• REQUEST
Transcribe every line below without changing a single word or mark.

Items stored from a collection
%%

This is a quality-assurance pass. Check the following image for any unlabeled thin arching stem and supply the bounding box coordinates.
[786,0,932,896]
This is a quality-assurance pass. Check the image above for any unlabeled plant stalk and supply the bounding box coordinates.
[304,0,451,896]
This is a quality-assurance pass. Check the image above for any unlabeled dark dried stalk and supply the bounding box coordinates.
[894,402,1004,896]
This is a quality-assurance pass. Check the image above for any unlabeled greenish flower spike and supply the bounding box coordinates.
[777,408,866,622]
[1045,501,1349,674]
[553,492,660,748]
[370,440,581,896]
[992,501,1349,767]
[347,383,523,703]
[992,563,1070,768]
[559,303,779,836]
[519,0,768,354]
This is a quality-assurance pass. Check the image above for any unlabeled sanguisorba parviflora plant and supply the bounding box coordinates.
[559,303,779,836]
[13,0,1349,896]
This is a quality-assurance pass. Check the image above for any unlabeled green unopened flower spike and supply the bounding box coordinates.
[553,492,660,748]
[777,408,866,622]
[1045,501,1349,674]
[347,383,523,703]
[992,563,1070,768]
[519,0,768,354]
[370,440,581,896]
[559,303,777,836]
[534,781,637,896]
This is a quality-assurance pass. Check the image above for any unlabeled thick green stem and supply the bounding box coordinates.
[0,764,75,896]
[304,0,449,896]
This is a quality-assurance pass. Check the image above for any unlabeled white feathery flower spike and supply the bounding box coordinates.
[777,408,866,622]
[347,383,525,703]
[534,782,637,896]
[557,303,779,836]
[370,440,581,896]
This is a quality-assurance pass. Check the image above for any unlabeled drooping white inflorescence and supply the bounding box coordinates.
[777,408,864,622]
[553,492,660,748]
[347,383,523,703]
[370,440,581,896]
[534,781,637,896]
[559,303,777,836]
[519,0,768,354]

%%

• SOLUTION FOR THIS PROBLEM
This is a quality-assurance pass. Check the following image for any unlabeled thin arching stem and supply the bounding box coordinates.
[786,0,932,896]
This is a quality-assurance pass. Check the image above for any unlabeled plant stalk and supply the bounding box coordinates.
[304,0,451,896]
This is a quality-assurance pass. Check the image above for any unlabeled dark dried stalk and supply the bounding box coordinates.
[894,402,1004,896]
This is a quality-assurance pass. Check the image above for any unlabeled greenish flower spike and supply the bounding box coordinates.
[777,408,866,622]
[1045,501,1349,674]
[553,492,660,748]
[370,440,581,896]
[992,501,1349,767]
[347,383,523,703]
[992,563,1070,768]
[559,303,779,836]
[519,0,768,354]
This is a quality-assurance pass. Check the image above for any unlabeled sanguisorba parviflora plant and supply the bounding box coordinates.
[559,303,779,836]
[13,0,1349,896]
This is a quality-assurance pass. Check the image above for any unlabeled green unopened flower spike and supply the bounding box coordinates.
[553,492,660,748]
[777,408,866,622]
[1045,501,1349,674]
[347,383,523,703]
[992,563,1070,768]
[519,0,768,354]
[370,440,581,896]
[559,303,777,836]
[534,781,637,896]
This is a quality-assurance pass. Check the image above for any unlabeled thick green stem and supply the bounding box coordinates.
[0,764,75,896]
[304,0,449,896]
This is a quality-assurance pass. Check the image above for any unlabeled white feathery flower spike and supply the bounding box coordinates.
[777,408,866,622]
[347,383,525,703]
[534,782,637,896]
[557,303,779,836]
[370,440,581,896]
This is a quality-assurance pass. Check the image above for any unlabeled drooping white inflorescence and supply the bounding box coordinates.
[777,408,864,622]
[553,492,660,748]
[347,383,523,703]
[370,440,581,896]
[534,781,637,896]
[559,303,777,836]
[519,0,768,354]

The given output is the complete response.